15 Now if you are unwilling to serve the Lord, choose this day whom you will serve, whether the gods your ancestors served in the region beyond the River or the gods of the Amorites in whose land you are living; but as for me and my household, we will serve the Lord.”The Holy Bible: New Revised Standard Version. (1989). (Jos 24:15). Nashville: Thomas Nelson Publishers.
Today’s blog post is a summary of much of what I said during yesterday’s sermon.
The above quote is from Joshua’s final remarks to the Israelites as he is preparing to hand over leadership of God’s people to a new generation. It is a simple and yet profound summary of the work that God’s Chosen People wrestle with repeatedly and in every age. The question is ultimately about who we are and, more importantly, whose we are.
I am confident that our emotional responses to the election returns are continuing to run the gamut, just as they did during the campaign, That being said, in the aftermath of Election Day and in spite of the ongoing uncertainty about what the next weeks will bring, we as people of faith are called to choose.
Joshua makes it clear that the choice remains one between looking backward and looking forward with hope.
Whether it is the gods of the Egyptians or those of the Amorites, Joshua is calling the LORD’s people to remember the source of the power that has given them the costly and sometimes unwelcome gift of freedom and liberty. At the heart of the covenant that Joshua is calling the people to renew is a commitment to look forward and to risk stability and comfort for the more challenging vision of the Kingdom of God.

* **Work task 1**:
Rewrite the sermon summary starting at "The above quote" and ending at "forward with hope.", replacing "Joshua" with "Moses".
* **Work task 2**:
List every nation or people that the sermon summary names.
Rely only on the sermon summary.

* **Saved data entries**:
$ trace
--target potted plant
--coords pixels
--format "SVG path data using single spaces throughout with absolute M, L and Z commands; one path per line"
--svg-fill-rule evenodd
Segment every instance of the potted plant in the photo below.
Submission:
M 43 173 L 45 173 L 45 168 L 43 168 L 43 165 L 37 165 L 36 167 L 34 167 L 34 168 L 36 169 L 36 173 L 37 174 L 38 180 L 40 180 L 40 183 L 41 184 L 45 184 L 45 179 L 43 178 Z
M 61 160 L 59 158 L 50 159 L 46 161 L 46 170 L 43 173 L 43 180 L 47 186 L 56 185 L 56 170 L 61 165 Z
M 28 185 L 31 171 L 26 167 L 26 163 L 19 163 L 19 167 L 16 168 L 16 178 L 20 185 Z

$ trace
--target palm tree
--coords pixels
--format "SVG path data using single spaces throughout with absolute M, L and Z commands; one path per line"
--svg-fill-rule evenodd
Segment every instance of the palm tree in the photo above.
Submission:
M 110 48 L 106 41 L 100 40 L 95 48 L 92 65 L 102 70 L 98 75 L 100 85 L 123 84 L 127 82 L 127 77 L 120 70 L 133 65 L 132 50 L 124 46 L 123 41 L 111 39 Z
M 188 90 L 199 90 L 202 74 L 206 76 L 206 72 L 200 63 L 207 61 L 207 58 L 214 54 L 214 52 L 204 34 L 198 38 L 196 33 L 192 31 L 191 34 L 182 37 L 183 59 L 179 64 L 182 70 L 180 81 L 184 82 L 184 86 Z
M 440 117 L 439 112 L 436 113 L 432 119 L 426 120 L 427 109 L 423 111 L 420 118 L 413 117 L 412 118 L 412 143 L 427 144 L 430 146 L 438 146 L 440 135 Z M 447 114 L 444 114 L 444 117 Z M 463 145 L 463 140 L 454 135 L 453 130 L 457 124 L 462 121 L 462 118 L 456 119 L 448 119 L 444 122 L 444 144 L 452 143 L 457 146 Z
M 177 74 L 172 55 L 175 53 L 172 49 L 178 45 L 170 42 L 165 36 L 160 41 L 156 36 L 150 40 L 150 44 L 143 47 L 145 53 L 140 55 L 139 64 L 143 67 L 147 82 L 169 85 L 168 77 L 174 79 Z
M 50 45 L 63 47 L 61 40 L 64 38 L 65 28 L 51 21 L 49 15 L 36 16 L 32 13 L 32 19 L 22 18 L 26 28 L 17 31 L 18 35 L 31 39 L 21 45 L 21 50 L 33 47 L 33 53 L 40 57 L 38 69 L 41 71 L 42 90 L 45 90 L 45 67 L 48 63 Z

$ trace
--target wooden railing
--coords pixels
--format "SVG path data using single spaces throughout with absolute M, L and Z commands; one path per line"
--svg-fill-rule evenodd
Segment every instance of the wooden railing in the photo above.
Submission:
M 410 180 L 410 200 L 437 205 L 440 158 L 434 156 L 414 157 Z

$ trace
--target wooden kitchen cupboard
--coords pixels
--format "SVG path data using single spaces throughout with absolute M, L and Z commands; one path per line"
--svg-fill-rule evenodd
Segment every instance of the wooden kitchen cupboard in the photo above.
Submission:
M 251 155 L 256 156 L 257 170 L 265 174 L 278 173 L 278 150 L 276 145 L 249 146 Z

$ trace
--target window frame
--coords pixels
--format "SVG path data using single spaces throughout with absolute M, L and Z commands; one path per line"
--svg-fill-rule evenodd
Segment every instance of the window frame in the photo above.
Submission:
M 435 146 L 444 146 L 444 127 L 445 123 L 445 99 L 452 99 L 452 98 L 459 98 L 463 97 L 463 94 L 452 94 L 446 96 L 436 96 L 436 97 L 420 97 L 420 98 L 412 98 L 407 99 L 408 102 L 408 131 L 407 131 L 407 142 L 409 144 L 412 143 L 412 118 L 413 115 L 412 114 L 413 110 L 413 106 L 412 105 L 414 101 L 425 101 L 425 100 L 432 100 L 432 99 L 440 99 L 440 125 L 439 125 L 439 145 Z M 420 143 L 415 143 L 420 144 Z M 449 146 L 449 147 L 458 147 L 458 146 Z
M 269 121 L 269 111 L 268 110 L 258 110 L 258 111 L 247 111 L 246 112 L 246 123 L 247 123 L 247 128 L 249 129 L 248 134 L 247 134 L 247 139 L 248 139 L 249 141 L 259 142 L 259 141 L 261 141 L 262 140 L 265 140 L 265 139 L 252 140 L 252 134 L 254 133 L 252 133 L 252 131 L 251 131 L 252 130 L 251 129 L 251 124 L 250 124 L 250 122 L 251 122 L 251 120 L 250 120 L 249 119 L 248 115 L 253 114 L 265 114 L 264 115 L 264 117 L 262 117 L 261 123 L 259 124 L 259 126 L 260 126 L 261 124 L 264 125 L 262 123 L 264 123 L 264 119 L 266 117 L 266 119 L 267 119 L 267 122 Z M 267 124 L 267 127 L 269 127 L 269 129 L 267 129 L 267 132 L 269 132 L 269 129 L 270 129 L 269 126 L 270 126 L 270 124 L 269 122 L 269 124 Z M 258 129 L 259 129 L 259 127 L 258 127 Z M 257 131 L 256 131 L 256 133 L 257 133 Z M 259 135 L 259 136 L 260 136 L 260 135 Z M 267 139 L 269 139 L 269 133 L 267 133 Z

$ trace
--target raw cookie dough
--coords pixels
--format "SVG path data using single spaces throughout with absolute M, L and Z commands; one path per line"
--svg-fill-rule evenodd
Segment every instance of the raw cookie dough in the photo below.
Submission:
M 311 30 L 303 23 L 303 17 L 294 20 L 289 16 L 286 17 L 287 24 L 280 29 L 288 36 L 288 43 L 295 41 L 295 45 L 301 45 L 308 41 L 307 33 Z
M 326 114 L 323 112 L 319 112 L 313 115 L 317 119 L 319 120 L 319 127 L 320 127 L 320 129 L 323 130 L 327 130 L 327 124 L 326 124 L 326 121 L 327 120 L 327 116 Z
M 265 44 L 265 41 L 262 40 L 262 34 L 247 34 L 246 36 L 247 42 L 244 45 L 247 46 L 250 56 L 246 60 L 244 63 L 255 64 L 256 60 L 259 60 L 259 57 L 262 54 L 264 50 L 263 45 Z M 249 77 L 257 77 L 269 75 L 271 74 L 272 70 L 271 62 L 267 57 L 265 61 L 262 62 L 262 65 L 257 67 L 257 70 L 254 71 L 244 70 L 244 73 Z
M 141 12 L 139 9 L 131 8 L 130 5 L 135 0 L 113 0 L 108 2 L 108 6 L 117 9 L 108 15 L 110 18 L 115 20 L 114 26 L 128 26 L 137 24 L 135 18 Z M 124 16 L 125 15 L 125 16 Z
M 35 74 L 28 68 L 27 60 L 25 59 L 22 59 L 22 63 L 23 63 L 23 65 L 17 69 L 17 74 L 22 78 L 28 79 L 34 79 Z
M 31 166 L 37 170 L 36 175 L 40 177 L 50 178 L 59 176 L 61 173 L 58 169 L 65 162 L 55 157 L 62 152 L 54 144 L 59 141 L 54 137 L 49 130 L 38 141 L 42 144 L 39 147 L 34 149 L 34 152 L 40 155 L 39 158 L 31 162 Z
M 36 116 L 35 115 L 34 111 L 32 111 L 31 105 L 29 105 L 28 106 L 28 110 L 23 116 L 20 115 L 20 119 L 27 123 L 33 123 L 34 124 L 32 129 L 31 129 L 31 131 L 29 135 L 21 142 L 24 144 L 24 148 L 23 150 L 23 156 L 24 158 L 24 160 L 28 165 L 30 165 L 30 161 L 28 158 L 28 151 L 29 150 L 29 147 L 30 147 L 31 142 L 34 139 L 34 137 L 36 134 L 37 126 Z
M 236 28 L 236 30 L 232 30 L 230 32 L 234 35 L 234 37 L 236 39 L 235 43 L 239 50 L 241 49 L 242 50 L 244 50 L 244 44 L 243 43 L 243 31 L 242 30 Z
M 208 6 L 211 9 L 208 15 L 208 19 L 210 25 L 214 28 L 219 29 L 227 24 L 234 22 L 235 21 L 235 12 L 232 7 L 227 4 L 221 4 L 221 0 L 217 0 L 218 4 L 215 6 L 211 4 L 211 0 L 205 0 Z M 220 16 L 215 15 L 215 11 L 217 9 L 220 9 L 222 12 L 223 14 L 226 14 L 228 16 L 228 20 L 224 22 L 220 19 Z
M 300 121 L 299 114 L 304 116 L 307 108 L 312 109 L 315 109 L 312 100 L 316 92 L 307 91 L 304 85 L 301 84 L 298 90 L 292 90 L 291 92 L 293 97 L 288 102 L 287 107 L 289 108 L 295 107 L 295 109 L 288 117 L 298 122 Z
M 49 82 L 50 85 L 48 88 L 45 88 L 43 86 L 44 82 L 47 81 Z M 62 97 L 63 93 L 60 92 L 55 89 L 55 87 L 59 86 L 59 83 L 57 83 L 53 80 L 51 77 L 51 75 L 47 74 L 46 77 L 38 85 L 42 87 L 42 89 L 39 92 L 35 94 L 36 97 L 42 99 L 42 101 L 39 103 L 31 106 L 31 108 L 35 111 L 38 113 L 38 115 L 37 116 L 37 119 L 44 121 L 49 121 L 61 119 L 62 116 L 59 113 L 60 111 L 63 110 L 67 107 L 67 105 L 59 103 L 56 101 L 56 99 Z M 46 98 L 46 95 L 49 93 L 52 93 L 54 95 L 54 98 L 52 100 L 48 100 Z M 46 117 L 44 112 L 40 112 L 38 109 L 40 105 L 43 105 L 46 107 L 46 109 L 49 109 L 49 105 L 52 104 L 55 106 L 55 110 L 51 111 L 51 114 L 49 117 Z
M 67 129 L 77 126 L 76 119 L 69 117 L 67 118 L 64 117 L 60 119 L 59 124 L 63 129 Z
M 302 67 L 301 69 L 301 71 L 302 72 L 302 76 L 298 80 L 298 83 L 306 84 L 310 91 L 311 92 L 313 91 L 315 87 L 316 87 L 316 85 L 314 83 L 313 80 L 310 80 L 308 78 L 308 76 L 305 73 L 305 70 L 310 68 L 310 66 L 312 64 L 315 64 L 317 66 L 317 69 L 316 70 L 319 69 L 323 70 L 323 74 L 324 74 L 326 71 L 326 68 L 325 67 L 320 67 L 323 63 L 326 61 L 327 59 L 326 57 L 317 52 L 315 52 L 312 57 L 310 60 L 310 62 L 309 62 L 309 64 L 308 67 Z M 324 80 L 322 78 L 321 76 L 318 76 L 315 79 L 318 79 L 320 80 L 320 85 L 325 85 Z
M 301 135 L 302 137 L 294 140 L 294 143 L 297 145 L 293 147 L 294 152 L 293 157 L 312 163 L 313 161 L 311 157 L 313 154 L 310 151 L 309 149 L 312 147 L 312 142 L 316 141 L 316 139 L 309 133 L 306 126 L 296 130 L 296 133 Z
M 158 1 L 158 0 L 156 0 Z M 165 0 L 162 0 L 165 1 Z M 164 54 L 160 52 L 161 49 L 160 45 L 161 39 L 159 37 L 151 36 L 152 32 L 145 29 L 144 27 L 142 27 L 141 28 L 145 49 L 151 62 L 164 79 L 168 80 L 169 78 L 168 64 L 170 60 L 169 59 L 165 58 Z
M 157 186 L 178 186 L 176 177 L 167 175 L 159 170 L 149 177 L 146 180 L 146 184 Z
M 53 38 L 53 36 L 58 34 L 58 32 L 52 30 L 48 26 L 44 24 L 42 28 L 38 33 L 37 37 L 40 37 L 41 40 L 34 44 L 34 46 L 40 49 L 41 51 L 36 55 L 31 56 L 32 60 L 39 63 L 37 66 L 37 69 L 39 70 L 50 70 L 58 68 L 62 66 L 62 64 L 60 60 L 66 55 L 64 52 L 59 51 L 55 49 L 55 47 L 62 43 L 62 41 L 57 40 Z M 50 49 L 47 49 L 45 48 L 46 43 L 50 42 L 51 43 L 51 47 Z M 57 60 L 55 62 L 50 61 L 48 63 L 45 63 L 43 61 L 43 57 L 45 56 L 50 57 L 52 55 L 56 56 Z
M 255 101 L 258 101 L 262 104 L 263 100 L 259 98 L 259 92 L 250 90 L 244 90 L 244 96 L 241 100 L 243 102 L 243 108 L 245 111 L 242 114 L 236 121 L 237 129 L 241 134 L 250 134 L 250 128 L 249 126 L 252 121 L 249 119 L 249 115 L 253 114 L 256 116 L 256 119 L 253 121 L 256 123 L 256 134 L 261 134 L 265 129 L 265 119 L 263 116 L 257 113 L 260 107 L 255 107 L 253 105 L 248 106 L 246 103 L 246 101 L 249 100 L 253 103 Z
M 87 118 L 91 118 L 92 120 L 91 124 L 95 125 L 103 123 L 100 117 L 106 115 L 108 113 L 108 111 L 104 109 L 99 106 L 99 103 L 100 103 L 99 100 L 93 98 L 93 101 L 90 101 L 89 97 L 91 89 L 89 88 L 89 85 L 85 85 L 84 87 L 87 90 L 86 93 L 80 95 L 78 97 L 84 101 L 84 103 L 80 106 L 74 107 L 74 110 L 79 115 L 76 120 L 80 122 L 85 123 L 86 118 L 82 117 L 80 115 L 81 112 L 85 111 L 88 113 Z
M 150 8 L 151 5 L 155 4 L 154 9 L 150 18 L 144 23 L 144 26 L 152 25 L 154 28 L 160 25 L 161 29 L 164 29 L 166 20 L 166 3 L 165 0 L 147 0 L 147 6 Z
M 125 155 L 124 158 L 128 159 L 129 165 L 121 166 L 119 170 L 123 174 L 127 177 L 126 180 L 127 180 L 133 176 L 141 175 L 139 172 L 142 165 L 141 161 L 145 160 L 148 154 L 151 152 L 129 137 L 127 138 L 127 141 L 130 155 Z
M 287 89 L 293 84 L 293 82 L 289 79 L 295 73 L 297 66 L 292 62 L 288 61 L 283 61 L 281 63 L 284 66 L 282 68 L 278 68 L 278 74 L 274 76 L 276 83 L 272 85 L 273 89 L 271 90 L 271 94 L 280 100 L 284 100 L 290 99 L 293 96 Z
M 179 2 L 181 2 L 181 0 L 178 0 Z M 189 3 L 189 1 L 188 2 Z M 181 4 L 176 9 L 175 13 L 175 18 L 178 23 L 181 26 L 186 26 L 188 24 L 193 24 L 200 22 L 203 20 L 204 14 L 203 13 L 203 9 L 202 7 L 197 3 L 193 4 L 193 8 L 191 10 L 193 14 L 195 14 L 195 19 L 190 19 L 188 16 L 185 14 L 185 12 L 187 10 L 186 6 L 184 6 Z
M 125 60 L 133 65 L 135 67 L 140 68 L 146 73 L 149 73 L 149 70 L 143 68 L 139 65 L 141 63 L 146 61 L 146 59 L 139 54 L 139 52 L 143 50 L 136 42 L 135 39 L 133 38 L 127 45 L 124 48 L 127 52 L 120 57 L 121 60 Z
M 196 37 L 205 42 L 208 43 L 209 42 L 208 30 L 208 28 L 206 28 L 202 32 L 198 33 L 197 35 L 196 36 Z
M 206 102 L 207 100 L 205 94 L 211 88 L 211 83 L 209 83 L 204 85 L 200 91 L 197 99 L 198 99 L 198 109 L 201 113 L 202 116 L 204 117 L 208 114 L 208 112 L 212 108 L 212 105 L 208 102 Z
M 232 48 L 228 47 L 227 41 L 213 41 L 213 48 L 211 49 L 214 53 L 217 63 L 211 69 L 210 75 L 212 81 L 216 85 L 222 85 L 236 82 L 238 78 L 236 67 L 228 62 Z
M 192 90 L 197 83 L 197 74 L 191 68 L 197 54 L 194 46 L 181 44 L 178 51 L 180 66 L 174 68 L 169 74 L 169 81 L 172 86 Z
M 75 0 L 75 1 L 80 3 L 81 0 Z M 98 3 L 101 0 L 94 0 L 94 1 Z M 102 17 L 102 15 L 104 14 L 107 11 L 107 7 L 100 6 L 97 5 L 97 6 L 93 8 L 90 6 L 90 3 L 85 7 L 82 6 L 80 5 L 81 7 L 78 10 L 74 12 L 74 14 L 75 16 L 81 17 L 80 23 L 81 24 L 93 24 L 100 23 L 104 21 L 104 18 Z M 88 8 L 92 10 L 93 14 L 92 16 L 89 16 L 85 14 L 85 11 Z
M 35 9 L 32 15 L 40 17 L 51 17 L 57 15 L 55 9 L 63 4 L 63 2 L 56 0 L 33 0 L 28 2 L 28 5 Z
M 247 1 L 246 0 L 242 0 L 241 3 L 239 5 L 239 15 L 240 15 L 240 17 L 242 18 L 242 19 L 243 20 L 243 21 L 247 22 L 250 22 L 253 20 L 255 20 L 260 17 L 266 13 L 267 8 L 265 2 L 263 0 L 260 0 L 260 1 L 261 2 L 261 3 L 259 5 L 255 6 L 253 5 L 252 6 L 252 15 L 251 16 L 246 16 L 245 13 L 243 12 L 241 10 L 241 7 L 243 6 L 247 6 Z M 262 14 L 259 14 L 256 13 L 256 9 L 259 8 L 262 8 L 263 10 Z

* **Output 1**:
The above quote is from Moses’s final remarks to the Israelites as he is preparing to hand over leadership of God’s people to a new generation. It is a simple and yet profound summary of the work that God’s Chosen People wrestle with repeatedly and in every age. The question is ultimately about who we are and, more importantly, whose we are.
I am confident that our emotional responses to the election returns are continuing to run the gamut, just as they did during the campaign, That being said, in the aftermath of Election Day and in spite of the ongoing uncertainty about what the next weeks will bring, we as people of faith are called to choose.
Moses makes it clear that the choice remains one between looking backward and looking forward with hope.

* **Output 2**:
Amorites, Israelites, Egyptians